Print every line below. Match each one exactly.

** Opening Entries shown block **

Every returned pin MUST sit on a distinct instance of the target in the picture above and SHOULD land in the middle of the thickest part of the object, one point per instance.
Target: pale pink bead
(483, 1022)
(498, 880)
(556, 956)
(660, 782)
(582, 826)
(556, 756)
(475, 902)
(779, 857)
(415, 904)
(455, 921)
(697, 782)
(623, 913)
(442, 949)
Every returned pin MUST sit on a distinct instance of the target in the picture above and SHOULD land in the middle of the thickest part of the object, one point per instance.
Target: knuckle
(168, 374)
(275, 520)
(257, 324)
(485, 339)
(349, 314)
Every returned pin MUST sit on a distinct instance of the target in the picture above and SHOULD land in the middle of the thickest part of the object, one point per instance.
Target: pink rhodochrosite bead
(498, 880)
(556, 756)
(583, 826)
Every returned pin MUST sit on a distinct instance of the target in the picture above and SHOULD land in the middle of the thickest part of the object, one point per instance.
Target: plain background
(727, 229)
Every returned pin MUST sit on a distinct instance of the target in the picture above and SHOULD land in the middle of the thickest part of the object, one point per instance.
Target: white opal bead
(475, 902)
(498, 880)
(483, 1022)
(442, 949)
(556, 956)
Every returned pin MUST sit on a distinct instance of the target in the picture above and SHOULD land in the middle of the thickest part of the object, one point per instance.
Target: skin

** Closing Entries shown block **

Solution to this exercise =>
Every returned pin MUST sit on a distinct instance of the target in the picture above and SHOULD land in the middle of the thickest part of the object, one point per instance.
Target: pale pink bead
(483, 1022)
(498, 880)
(556, 956)
(660, 782)
(582, 826)
(556, 756)
(475, 902)
(779, 857)
(415, 904)
(455, 921)
(697, 782)
(623, 913)
(442, 949)
Every returned pin MUST sit on a distinct instance of the target in the picture above and SHOULD land in the middle of the thickest part of the object, one point per instance.
Target: knuckle
(168, 374)
(275, 520)
(257, 324)
(485, 339)
(349, 314)
Every returned pin MUST sit on a distinct instance of the target in the picture above and SHOULD land in the middle of the thickest part of the object, one point per instance.
Target: pink rhodochrosite bead
(498, 880)
(556, 756)
(583, 826)
Every returned pin MUST sit on a distinct instance of the target in the picture above and SHOULD land in the middle of the thickest part of the object, one point per instance.
Target: plain background
(727, 229)
Every returned pin MUST sit on a distinct instance of the target in the picture above and SHOULD land in the middle of the thickest part of the object, one point per instance.
Target: white opal bead
(475, 902)
(498, 880)
(483, 1022)
(442, 949)
(556, 956)
Every returned pin MUST sit on a distinct instance of the target in the picture above and SHOULD land in the middle of the thickest part of the object, one point per instance.
Target: skin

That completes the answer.